--- Data for this task Enclosed Below ---

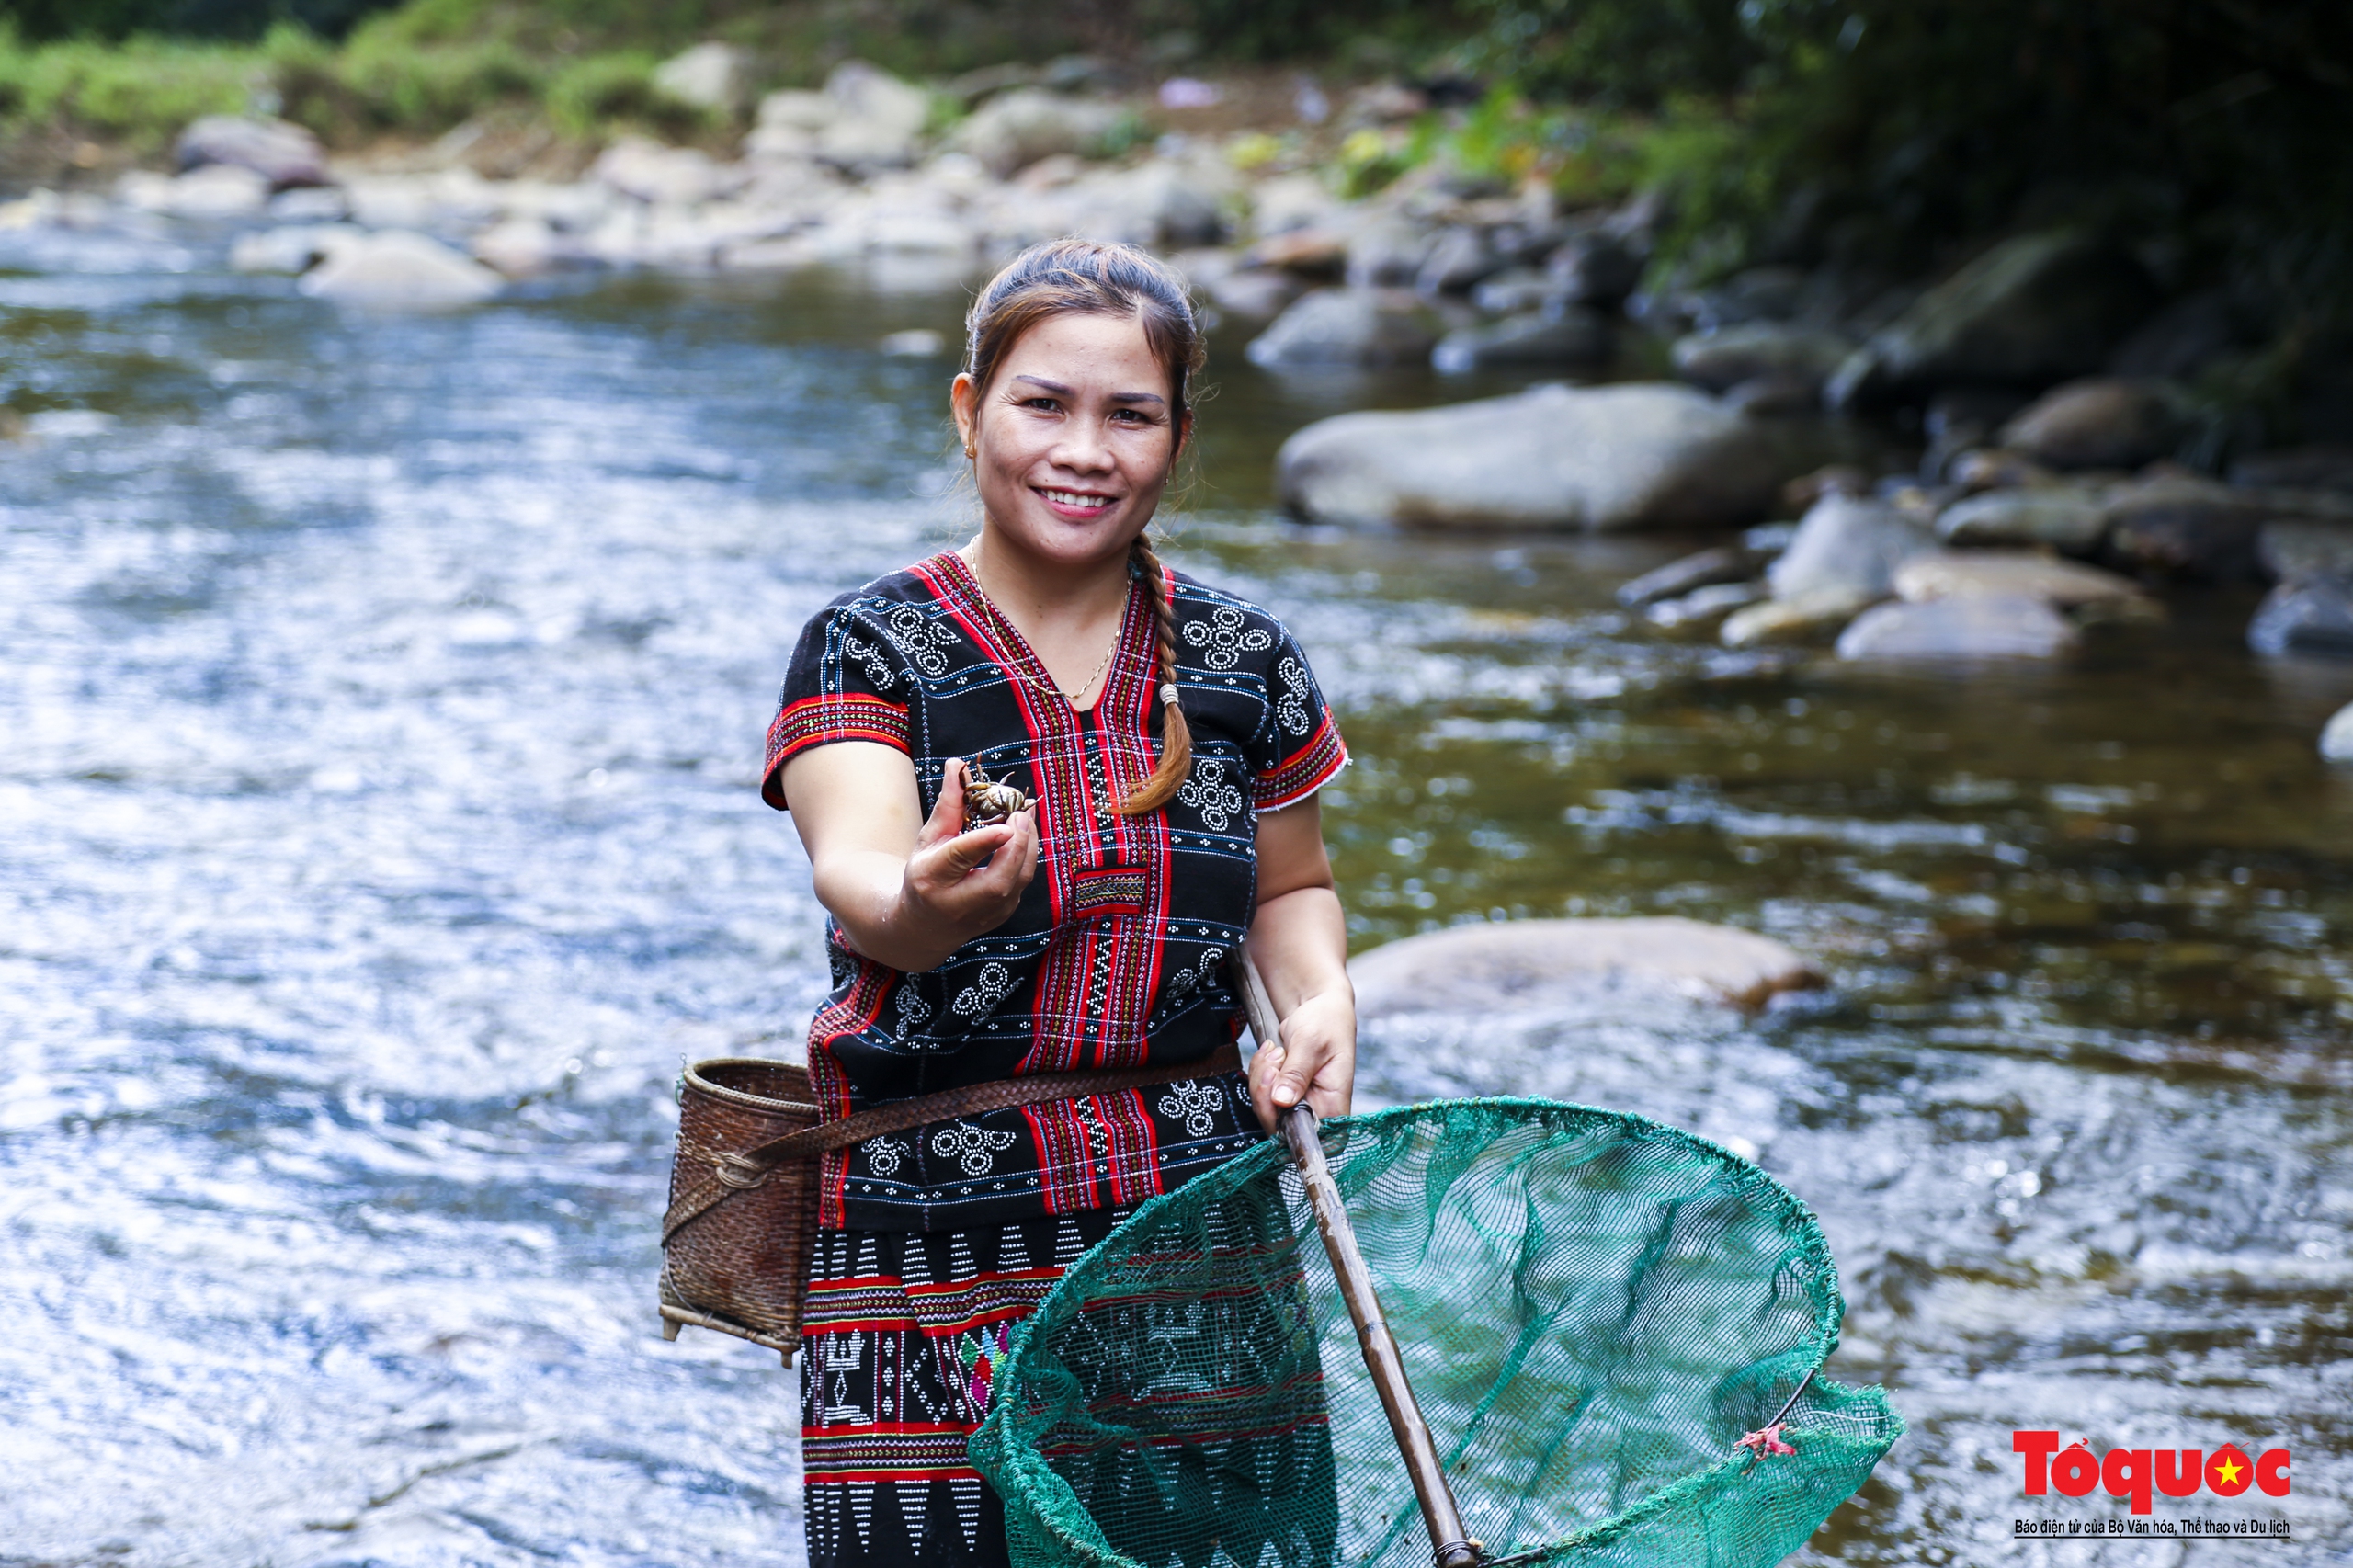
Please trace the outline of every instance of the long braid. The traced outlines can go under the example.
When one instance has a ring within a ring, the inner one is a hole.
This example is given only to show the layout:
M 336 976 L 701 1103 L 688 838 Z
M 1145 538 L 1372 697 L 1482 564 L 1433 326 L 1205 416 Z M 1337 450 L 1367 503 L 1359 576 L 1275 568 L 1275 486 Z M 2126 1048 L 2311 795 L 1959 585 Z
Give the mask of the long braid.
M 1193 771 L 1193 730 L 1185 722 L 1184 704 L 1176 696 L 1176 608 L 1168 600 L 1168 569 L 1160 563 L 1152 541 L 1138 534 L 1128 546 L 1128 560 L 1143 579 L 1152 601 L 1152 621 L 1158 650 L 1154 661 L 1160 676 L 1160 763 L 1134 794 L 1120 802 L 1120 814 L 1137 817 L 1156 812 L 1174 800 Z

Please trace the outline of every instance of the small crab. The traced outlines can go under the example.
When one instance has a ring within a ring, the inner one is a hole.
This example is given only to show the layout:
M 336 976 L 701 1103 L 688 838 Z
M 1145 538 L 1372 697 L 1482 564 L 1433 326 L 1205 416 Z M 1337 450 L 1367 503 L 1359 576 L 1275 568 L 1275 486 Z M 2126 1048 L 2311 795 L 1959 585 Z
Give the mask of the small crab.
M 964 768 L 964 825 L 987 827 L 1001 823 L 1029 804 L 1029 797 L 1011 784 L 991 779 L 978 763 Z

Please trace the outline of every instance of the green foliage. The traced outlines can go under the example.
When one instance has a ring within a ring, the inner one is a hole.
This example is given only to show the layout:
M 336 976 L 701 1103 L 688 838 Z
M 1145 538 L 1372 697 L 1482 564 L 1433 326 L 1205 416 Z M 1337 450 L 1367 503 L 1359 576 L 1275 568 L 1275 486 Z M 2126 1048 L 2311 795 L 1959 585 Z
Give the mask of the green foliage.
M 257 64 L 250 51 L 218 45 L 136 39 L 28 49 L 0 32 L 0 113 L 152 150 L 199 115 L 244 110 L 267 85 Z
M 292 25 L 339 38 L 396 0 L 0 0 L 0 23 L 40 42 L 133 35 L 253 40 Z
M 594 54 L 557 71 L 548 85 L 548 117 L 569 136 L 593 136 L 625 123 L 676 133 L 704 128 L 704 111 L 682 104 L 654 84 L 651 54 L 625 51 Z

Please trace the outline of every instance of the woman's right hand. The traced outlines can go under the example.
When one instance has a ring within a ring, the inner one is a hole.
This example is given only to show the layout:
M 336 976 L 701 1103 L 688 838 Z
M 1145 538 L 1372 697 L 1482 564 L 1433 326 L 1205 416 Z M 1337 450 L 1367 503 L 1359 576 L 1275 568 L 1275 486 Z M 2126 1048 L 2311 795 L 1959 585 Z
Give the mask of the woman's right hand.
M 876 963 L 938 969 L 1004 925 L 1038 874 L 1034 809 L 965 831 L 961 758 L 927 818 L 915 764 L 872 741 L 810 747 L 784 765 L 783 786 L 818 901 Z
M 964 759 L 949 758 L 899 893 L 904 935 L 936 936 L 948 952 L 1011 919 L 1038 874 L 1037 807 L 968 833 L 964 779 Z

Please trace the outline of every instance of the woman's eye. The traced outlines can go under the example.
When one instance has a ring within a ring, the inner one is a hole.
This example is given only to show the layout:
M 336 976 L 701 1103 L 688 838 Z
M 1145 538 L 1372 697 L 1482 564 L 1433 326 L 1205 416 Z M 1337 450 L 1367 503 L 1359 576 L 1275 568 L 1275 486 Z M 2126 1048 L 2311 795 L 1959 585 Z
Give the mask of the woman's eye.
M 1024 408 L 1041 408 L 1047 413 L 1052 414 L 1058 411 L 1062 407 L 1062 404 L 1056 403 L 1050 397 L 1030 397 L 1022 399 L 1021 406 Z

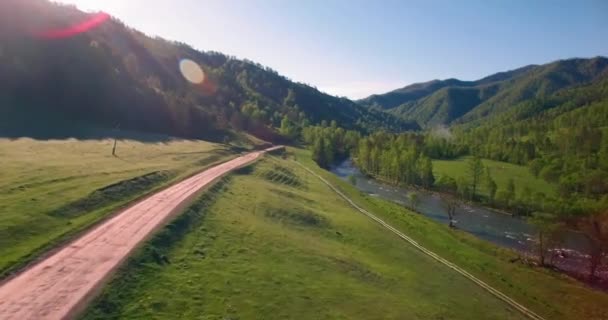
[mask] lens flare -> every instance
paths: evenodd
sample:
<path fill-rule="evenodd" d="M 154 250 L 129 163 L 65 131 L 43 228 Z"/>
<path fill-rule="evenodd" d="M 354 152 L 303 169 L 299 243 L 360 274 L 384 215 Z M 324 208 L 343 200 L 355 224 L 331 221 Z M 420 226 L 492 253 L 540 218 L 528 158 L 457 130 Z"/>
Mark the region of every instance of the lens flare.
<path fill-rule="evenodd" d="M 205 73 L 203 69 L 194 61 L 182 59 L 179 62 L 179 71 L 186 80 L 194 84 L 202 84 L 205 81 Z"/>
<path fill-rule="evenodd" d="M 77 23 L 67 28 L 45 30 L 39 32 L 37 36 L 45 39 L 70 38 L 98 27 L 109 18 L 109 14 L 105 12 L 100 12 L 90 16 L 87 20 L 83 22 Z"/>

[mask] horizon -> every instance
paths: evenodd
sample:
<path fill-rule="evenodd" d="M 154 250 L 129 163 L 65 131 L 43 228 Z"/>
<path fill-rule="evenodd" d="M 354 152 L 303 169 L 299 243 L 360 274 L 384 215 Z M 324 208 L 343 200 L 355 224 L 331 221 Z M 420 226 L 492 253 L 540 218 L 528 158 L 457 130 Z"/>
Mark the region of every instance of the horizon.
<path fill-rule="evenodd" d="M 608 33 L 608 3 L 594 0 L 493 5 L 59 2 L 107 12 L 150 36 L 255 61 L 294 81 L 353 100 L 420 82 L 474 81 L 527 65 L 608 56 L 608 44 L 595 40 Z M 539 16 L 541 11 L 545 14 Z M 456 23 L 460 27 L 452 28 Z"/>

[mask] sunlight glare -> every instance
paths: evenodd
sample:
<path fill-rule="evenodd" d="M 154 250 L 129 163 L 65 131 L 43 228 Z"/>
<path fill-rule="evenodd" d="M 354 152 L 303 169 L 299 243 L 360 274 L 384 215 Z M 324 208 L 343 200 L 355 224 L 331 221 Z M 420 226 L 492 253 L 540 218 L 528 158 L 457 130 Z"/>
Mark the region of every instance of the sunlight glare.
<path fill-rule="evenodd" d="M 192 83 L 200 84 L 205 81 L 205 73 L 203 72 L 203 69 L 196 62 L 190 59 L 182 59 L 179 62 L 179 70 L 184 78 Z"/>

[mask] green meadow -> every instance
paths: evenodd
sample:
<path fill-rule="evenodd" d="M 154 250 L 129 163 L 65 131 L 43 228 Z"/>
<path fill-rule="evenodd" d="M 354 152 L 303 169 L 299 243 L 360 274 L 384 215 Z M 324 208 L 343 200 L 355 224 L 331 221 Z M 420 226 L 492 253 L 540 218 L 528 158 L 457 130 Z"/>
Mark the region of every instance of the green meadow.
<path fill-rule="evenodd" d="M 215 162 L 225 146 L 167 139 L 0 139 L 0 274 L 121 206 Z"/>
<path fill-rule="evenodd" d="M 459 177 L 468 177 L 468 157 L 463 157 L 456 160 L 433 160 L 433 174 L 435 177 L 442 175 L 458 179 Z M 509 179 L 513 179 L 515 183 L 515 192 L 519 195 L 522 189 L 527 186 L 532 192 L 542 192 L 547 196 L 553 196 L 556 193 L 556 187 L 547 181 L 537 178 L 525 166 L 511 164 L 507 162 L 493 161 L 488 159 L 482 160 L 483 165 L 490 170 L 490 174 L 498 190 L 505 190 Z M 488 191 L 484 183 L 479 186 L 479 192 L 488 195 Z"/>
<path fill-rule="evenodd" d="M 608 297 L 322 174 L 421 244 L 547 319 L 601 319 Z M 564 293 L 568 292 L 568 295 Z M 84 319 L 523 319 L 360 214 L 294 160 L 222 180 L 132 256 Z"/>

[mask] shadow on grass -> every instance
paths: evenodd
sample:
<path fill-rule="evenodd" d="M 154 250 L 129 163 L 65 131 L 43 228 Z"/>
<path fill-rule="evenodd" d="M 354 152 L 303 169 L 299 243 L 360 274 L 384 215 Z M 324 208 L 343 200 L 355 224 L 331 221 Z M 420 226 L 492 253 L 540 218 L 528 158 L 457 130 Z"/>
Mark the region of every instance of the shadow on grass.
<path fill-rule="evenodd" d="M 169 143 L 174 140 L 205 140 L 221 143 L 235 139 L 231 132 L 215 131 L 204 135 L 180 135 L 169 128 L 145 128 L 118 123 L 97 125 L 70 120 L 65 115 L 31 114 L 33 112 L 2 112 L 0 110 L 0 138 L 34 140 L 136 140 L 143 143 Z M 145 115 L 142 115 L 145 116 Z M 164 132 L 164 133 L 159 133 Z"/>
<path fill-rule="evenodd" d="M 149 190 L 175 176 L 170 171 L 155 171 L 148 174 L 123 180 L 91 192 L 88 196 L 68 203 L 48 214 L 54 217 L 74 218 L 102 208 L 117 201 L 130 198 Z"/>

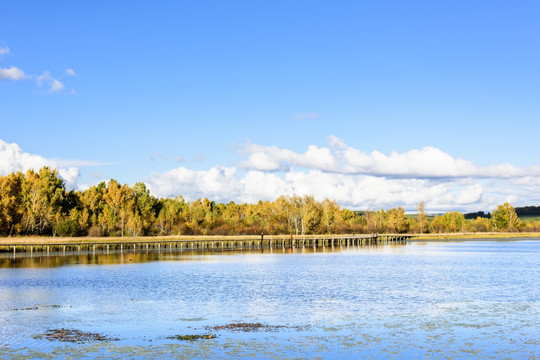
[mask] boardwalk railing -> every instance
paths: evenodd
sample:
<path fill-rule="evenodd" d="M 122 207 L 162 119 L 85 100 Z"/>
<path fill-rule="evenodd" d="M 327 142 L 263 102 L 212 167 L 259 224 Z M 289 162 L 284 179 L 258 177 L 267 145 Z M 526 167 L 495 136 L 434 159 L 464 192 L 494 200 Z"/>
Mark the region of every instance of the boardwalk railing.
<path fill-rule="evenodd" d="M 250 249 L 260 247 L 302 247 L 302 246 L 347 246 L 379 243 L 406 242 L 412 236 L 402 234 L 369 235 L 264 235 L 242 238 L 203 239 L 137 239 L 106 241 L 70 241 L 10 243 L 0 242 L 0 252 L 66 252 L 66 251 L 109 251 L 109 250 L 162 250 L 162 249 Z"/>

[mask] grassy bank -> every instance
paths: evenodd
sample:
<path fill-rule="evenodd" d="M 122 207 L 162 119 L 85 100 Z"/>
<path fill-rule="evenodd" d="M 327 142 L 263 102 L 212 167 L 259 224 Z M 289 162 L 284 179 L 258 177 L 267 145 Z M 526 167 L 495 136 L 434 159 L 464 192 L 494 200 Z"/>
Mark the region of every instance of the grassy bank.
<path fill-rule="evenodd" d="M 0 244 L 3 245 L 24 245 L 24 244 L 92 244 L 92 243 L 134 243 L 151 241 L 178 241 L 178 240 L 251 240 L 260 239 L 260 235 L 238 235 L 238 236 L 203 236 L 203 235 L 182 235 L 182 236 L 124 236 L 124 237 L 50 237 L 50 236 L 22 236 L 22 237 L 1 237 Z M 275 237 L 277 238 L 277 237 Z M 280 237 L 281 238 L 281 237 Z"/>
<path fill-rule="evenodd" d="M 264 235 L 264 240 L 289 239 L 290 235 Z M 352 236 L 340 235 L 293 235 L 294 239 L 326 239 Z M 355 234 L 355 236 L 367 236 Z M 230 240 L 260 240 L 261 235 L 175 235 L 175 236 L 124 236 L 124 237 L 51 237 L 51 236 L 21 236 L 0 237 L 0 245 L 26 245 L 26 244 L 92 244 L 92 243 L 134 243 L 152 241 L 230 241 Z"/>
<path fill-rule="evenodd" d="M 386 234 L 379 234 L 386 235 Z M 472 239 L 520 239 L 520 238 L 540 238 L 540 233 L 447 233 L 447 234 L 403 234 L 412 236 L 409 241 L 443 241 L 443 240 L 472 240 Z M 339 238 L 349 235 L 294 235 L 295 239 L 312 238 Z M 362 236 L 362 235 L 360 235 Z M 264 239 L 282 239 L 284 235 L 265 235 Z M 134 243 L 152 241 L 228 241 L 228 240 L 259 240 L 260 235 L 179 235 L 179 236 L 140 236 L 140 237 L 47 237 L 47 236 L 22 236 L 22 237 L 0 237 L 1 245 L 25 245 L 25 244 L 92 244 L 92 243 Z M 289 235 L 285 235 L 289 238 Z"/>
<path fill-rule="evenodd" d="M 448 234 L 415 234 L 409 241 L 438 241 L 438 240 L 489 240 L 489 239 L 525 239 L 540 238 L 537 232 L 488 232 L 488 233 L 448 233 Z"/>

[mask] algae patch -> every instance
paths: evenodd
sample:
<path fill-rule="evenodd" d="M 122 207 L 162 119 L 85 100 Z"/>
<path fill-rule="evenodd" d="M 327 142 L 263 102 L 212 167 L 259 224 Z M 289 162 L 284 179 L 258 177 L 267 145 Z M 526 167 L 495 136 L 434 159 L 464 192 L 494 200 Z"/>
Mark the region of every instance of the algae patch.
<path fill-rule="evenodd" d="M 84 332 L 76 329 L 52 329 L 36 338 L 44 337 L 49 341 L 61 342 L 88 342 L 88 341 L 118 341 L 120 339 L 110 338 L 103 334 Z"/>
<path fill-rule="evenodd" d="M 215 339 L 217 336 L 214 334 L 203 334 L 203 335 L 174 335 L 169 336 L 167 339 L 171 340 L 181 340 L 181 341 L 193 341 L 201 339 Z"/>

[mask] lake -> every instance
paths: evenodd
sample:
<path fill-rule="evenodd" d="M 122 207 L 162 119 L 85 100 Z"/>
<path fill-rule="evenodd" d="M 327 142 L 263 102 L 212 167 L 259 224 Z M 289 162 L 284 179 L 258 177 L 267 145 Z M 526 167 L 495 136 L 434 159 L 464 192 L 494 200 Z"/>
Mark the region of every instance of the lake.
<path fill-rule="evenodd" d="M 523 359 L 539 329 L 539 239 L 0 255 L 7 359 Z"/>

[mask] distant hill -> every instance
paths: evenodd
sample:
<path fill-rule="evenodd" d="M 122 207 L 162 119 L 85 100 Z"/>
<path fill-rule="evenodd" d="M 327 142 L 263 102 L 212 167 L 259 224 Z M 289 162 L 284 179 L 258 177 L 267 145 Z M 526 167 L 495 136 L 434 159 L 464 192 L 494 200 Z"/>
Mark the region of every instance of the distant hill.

--- End of Enclosed Data for this task ---

Return word for word the lines from the beginning of the entries through the line that contains "Please trace the outline of every instance of the small", both ends included, but no pictures.

#### Result of this exercise:
Please trace the outline of every instance of the long braid. The traced outlines can go under the example.
When one instance has a ring within a ring, the inner one is a hole.
This example is given only to show the layout:
M 336 976 L 701 1103 L 688 838 Z
M 1145 538 L 1372 697 L 1482 564 L 1433 326 L 1205 416 Z M 1337 450 L 1367 503 L 1359 576 L 1275 568 L 1275 486 Z M 2126 1048 L 2311 795 L 1959 585 Z
Give the mask of the long braid.
M 1193 771 L 1193 730 L 1185 722 L 1184 704 L 1176 696 L 1176 608 L 1168 600 L 1168 569 L 1160 563 L 1152 541 L 1138 534 L 1128 546 L 1128 560 L 1143 579 L 1152 601 L 1152 621 L 1158 650 L 1154 661 L 1160 676 L 1160 763 L 1134 794 L 1120 802 L 1120 814 L 1137 817 L 1156 812 L 1174 800 Z

Please trace the outline of every instance of the small crab. The traced outlines can go under the example.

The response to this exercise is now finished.